◆ Problem details ◆
Whatever appears in the entries must be given again exactly.

◆ Input data ◆
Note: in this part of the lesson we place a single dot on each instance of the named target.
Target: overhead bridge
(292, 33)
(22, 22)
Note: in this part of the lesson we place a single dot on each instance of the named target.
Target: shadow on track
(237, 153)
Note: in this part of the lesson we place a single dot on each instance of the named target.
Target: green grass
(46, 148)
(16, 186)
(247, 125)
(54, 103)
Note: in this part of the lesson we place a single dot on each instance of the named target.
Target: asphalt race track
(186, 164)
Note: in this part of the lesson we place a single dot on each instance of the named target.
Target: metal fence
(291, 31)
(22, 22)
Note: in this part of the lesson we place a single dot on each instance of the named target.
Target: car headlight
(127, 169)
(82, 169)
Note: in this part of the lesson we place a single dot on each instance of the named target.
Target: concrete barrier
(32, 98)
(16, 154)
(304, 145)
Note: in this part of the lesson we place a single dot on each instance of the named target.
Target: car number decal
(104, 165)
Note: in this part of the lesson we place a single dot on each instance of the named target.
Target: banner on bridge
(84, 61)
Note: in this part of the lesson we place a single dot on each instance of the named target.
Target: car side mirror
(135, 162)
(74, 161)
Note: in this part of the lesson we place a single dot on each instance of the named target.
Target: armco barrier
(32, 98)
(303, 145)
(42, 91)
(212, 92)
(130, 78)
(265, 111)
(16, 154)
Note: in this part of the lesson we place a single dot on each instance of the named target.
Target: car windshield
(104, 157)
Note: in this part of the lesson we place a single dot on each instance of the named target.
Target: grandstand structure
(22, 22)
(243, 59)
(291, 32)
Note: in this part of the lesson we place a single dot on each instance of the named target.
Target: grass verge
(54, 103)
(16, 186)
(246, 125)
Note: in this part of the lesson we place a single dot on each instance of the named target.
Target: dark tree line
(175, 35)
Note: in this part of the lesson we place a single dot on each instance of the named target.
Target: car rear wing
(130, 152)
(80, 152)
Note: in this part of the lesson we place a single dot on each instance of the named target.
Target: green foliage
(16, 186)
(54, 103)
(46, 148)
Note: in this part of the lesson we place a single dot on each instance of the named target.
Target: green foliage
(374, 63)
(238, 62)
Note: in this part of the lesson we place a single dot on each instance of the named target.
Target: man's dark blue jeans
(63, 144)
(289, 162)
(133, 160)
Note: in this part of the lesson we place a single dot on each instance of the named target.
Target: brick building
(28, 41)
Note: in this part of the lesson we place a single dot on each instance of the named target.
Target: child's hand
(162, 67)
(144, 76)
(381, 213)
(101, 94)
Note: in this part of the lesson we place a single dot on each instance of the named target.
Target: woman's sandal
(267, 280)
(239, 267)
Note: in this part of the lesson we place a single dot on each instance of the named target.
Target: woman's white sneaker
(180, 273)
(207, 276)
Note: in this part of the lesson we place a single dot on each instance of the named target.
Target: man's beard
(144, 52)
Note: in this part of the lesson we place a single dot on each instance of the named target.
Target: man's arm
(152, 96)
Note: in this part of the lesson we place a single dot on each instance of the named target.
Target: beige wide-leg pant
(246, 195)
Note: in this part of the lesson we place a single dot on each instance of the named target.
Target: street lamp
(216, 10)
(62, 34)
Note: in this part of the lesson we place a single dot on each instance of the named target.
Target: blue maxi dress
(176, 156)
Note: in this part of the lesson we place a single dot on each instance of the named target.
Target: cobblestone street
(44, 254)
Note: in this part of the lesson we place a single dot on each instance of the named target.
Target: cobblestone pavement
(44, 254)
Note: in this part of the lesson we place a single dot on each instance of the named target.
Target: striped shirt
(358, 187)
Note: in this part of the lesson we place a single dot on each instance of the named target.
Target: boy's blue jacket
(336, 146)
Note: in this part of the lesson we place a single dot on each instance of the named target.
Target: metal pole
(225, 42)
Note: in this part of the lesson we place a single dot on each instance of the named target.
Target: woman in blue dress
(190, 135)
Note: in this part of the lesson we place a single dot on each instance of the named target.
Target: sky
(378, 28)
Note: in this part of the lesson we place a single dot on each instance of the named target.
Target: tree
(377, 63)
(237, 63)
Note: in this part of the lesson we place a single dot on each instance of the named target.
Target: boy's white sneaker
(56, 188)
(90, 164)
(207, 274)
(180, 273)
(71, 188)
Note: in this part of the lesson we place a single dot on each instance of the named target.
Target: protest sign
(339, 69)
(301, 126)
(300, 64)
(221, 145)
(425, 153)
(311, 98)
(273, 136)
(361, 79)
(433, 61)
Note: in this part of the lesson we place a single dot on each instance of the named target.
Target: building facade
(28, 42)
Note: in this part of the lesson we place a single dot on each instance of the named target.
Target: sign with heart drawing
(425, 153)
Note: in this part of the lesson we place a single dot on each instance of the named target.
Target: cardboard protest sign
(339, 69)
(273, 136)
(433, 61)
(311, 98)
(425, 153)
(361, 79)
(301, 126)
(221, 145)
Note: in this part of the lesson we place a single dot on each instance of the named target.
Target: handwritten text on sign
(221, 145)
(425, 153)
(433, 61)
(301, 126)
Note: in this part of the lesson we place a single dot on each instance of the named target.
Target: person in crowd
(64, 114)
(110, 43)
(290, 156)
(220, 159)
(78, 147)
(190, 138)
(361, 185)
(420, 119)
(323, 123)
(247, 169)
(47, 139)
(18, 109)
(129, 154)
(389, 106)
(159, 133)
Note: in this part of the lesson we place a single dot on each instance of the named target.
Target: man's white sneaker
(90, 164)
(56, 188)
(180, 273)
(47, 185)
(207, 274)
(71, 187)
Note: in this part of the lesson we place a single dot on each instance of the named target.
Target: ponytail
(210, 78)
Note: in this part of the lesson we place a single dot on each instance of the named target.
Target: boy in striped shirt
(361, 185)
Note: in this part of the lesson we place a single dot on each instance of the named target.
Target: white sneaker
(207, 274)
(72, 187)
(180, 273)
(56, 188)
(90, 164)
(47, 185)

◆ Your response ◆
Note: in this part of the lesson we place a single dot on each instance of the named target.
Target: overhead bridge
(292, 33)
(22, 22)
Note: in this part of the lesson we place a single dot on each instance of the named target.
Target: shadow on track
(237, 153)
Note: in this part of the lesson we place a single dot on each instance of the named target.
Target: green grass
(46, 148)
(16, 186)
(247, 125)
(54, 103)
Note: in this part of the lesson we place a single dot on each instance of the named target.
Target: asphalt race track
(186, 164)
Note: in this part of the lesson we place a single dot on each instance of the named target.
Target: metal fence
(291, 31)
(22, 22)
Note: in this part of the lesson we place a single dot on each instance of the named target.
Target: car headlight
(127, 169)
(82, 169)
Note: in this part of the lesson we place a single dot on each instance of the named target.
Target: concrete barrier
(32, 98)
(16, 154)
(304, 145)
Note: in this part of the lesson we place a single dot on each instance of the named target.
Target: car number decal
(104, 165)
Note: in this part of the lesson we place a single dot on each instance of the named target.
Target: banner on bridge
(84, 61)
Note: in this part of the lesson we place a single dot on each instance of the named target.
Target: car side mirror
(135, 162)
(74, 161)
Note: in this part of the lesson we place a single dot on each instance of the named target.
Target: armco barrier
(32, 98)
(303, 145)
(42, 91)
(212, 92)
(130, 78)
(265, 111)
(16, 154)
Note: in this part of the lesson we place a single dot on each instance of the named target.
Target: car windshield
(104, 157)
Note: in this part of the lesson we place a single dot on each instance of the named target.
Target: grandstand structure
(22, 22)
(243, 59)
(291, 32)
Note: in this part of the lesson we place a single dot on each instance of the named target.
Target: grass verge
(54, 103)
(16, 186)
(246, 125)
Note: in this part of the lesson we place a single dot on each instance of the named target.
Target: dark tree line
(175, 35)
Note: in this part of the lesson we place a single dot on each instance of the named target.
Target: car rear wing
(130, 152)
(80, 152)
Note: in this part of the lesson we place a single dot on each instance of the named target.
Target: green foliage
(16, 186)
(54, 103)
(46, 148)
Note: in this part of the lesson we place a single dot on each instance of the named target.
Target: green foliage
(374, 63)
(238, 62)
Note: in this part of the lesson we place a single dot on each instance of the named target.
Target: man's dark blue jeans
(63, 144)
(289, 162)
(133, 160)
Note: in this part of the lesson we place a single dot on each instance of the named target.
Target: brick building
(28, 41)
Note: in this part of the lesson we place a single dot on each instance of the named target.
Target: child's hand
(162, 67)
(144, 76)
(381, 213)
(101, 94)
Note: in this part of the lesson we place a single dot on each instance of the named target.
Target: woman's sandal
(267, 280)
(239, 267)
Note: in this part of the lesson we place a single dot on each instance of the named target.
Target: woman's white sneaker
(180, 273)
(207, 276)
Note: in this part of the lesson we place a single dot on each instance of the named target.
Target: man's beard
(144, 52)
Note: in this part of the lesson we place a single dot on each instance of the named target.
Target: man's arm
(152, 96)
Note: in this part of the lesson we place a single dot on each instance of the named target.
Target: beige wide-leg pant
(246, 195)
Note: in this part of the lesson we place a single dot on each instance of the named target.
Target: street lamp
(216, 10)
(62, 34)
Note: in this part of the lesson we place a single dot on each instance of the named target.
Target: blue maxi dress
(176, 156)
Note: in this part of the lesson we place a single dot on each instance of the named target.
Target: cobblestone street
(44, 254)
Note: in this part of the lesson we place a single dot on each instance of the named target.
Target: cobblestone pavement
(44, 254)
Note: in this part of the lesson we place a single dot on each instance of the named target.
Target: striped shirt
(358, 187)
Note: in this part of the lesson we place a single dot on each instance of the named target.
Target: boy's blue jacket
(336, 146)
Note: in this part of the lesson we place a single dot on each instance of the named target.
Target: metal pole
(225, 42)
Note: in this part of the lesson we place a single dot on each instance of the named target.
Target: woman in blue dress
(190, 135)
Note: in this part of the lesson we place a single dot on each instance of the named target.
Target: sky
(378, 28)
Note: in this part of the lesson we place a single dot on each instance of the named target.
Target: tree
(377, 63)
(237, 63)
Note: in this part of the lesson we place a single dot on each instance of the named target.
Target: boy's white sneaker
(56, 188)
(90, 164)
(207, 274)
(180, 273)
(71, 188)
Note: in this part of the lesson we place a single dot on each instance of the named target.
Target: protest sign
(339, 69)
(301, 126)
(300, 64)
(221, 145)
(425, 153)
(311, 98)
(273, 136)
(361, 79)
(433, 61)
Note: in this part of the lesson we place a single dot on each instance of the named target.
Target: building facade
(28, 42)
Note: in this part of the lesson we place a single dot on each instance of the named target.
Target: sign with heart drawing
(425, 153)
Note: in this part of the lesson we place a single dot on each instance of the named target.
Target: cardboard protest sign
(339, 69)
(273, 136)
(433, 61)
(311, 98)
(425, 153)
(361, 79)
(301, 126)
(221, 145)
Note: in this part of the lesson we place a single dot on each instance of the named target.
Target: handwritten text on sign
(221, 145)
(425, 153)
(433, 61)
(301, 126)
Note: in this part of the lesson we place a single dot on each instance of the named target.
Target: person in crowd
(64, 114)
(110, 43)
(290, 156)
(220, 159)
(78, 147)
(190, 138)
(361, 185)
(420, 119)
(323, 123)
(247, 169)
(47, 139)
(18, 109)
(129, 154)
(389, 106)
(159, 133)
Note: in this part of the lesson we place a single dot on each instance of the named target.
Target: man's white sneaker
(90, 164)
(56, 188)
(180, 273)
(47, 185)
(207, 274)
(71, 187)
Note: in this part of the lesson we place a single dot on each instance of the named target.
Target: ponytail
(210, 78)
Note: in this part of the lesson we place a single dot on each instance of the named target.
Target: boy in striped shirt
(361, 185)
Note: in this part of the lesson we place a single dot on each instance of the named target.
Target: white sneaker
(207, 274)
(72, 187)
(180, 273)
(56, 188)
(90, 164)
(47, 185)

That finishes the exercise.